- DATA TO USE
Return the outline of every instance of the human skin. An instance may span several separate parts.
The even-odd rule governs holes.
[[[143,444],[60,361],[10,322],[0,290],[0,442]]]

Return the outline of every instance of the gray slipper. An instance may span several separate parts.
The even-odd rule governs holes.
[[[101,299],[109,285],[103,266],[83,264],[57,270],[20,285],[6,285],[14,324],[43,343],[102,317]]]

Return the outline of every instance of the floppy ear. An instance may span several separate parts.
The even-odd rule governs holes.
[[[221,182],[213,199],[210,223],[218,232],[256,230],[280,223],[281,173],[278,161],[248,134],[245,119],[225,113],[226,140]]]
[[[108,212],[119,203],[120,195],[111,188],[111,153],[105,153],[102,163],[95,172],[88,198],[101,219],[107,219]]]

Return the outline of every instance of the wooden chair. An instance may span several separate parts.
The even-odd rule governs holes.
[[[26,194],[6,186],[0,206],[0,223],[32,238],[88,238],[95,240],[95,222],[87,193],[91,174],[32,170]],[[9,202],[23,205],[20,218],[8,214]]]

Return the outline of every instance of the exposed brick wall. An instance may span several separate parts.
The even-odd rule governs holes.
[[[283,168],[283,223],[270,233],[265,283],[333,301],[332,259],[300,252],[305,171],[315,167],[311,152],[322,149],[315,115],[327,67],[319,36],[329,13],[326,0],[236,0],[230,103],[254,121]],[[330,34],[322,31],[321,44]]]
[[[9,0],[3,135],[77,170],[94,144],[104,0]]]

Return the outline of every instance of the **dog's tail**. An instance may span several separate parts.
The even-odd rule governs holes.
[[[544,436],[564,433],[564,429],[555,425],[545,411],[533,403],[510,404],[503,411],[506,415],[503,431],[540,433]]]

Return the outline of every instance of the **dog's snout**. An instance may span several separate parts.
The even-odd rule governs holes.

- WHAT THE TASK ASKS
Reproduce the lines above verbatim, from the first line down to and including the line that contains "[[[9,0],[3,135],[77,170],[94,144],[104,0]]]".

- EXERCISE OUTPUT
Return the outline of every instance of the human skin. An instance may span several separate parts.
The even-odd rule governs holes.
[[[143,444],[60,361],[10,322],[0,290],[0,442]]]

Return the outline of every instance of the gray slipper. An instance may span several separate parts.
The even-odd rule governs holes.
[[[101,299],[109,285],[103,266],[83,264],[57,270],[20,285],[6,285],[14,324],[43,343],[102,317]]]

Return the outline of every instance of the floppy ear. An instance may span several separate parts.
The even-odd rule governs holes.
[[[221,182],[213,199],[210,223],[218,232],[256,230],[280,223],[281,173],[278,161],[248,134],[245,119],[225,113],[226,140]]]
[[[108,212],[119,203],[120,195],[111,188],[111,153],[105,153],[102,163],[95,172],[88,198],[101,219],[107,219]]]

Return the outline of every instance of the wooden chair. An instance may span several separate parts.
The even-odd rule governs holes.
[[[26,194],[6,186],[0,206],[0,223],[32,238],[88,238],[95,240],[95,222],[87,193],[91,174],[32,170]],[[9,202],[23,205],[20,218],[8,214]]]

Return the outline of every instance of the exposed brick wall. An instance may span several separate parts.
The even-odd rule governs holes.
[[[283,168],[283,223],[270,233],[265,283],[333,301],[332,259],[300,252],[305,171],[315,167],[311,152],[322,149],[315,115],[327,67],[319,36],[329,13],[326,0],[236,0],[230,103],[254,121]],[[330,34],[322,31],[321,44]]]
[[[9,0],[3,135],[77,170],[94,144],[104,0]]]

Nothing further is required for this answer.